■ **DIRECTIONS**
Write down every entry below once more, exactly.

[START MATERIAL PROVIDED]

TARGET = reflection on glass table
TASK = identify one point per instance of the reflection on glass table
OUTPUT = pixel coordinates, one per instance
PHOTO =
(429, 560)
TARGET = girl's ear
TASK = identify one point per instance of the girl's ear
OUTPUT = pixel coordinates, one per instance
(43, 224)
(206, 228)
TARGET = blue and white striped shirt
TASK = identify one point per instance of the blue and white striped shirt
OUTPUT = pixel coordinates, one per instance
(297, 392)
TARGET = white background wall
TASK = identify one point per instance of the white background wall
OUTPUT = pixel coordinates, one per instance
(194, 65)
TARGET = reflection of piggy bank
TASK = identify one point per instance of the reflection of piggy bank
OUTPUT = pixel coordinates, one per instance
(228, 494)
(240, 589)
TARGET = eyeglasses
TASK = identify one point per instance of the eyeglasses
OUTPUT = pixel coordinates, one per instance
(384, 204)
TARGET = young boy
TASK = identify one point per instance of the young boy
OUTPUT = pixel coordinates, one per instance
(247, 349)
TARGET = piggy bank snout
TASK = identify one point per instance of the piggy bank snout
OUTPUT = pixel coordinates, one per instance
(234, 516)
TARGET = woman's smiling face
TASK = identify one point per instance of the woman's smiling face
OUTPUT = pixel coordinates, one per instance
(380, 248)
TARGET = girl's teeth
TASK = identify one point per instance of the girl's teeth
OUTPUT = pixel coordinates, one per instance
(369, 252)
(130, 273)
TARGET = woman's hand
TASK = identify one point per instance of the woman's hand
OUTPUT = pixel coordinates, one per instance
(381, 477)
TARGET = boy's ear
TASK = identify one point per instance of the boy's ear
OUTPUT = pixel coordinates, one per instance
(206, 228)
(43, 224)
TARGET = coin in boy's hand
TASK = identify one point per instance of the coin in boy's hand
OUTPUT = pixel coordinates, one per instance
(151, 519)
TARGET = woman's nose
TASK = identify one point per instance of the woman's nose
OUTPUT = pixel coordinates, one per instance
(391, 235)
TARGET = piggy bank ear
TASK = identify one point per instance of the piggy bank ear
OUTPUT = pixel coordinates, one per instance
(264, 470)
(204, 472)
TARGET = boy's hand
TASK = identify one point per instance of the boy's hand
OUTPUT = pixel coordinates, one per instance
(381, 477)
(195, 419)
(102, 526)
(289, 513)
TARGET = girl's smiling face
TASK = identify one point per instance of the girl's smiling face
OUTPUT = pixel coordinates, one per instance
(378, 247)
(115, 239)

[END MATERIAL PROVIDED]

■ **SOLUTION**
TARGET = reflection on glass table
TASK = identify one point per instance of the reflection on glass table
OUTPUT = pixel coordinates, one per instance
PHOTO =
(429, 560)
TARGET = girl's ear
TASK = identify one point per instance of the girl's ear
OUTPUT = pixel coordinates, one per instance
(43, 224)
(206, 228)
TARGET = blue and white striped shirt
TASK = identify one point per instance of the blue and white striped shirt
OUTPUT = pixel coordinates, one per instance
(297, 392)
TARGET = white background wall
TASK = identify one point per instance of the white background wall
OUTPUT = pixel coordinates, one per instance
(194, 65)
TARGET = reflection of piggy bank
TASK = identify one point per instance of the reflection of piggy bank
OUTPUT = pixel coordinates, one per instance
(228, 494)
(240, 589)
TARGET = eyeglasses
TASK = identify one point per instance of the eyeglasses
OUTPUT = pixel coordinates, one per instance
(384, 204)
TARGET = young boy
TASK = identify one point per instance of the young boy
OUTPUT = pixel coordinates, one per instance
(247, 349)
TARGET = piggy bank snout
TASK = identify one point per instance of the piggy bank snout
OUTPUT = pixel coordinates, one per instance
(234, 516)
TARGET = woman's smiling face
TASK = identify one point per instance of the woman's smiling face
OUTPUT = pixel coordinates, one per instance
(380, 248)
TARGET = girl's teeth
TASK = identify one point per instance of the girl's teeth
OUTPUT = pixel coordinates, one per instance
(369, 252)
(130, 273)
TARGET = woman's hand
TASK = identify one point per instance of the woman's hand
OUTPUT = pixel coordinates, one per instance
(381, 477)
TARGET = boy's ear
TASK = identify one point per instance of the boy's ear
OUTPUT = pixel coordinates, one per instance
(206, 228)
(43, 224)
TARGET = coin in boy's hand
TASK = identify one point per instance of the coin in boy's hand
OUTPUT = pixel coordinates, one per instance
(151, 519)
TARGET = woman's nose
TASK = identify one point per instance of the woman's nose
OUTPUT = pixel coordinates, one per instance
(391, 235)
TARGET = piggy bank ear
TASK = identify one point per instance of the piggy bank ear
OUTPUT = pixel coordinates, one per instance
(264, 470)
(204, 472)
TARGET = boy's hand
TASK = identify one point per instance of the boy's hand
OUTPUT = pixel coordinates, one per instance
(381, 477)
(195, 419)
(102, 526)
(289, 513)
TARGET = girl's smiling face
TASK = identify one point per instance of the girl's smiling face
OUTPUT = pixel coordinates, one per instance
(378, 247)
(115, 239)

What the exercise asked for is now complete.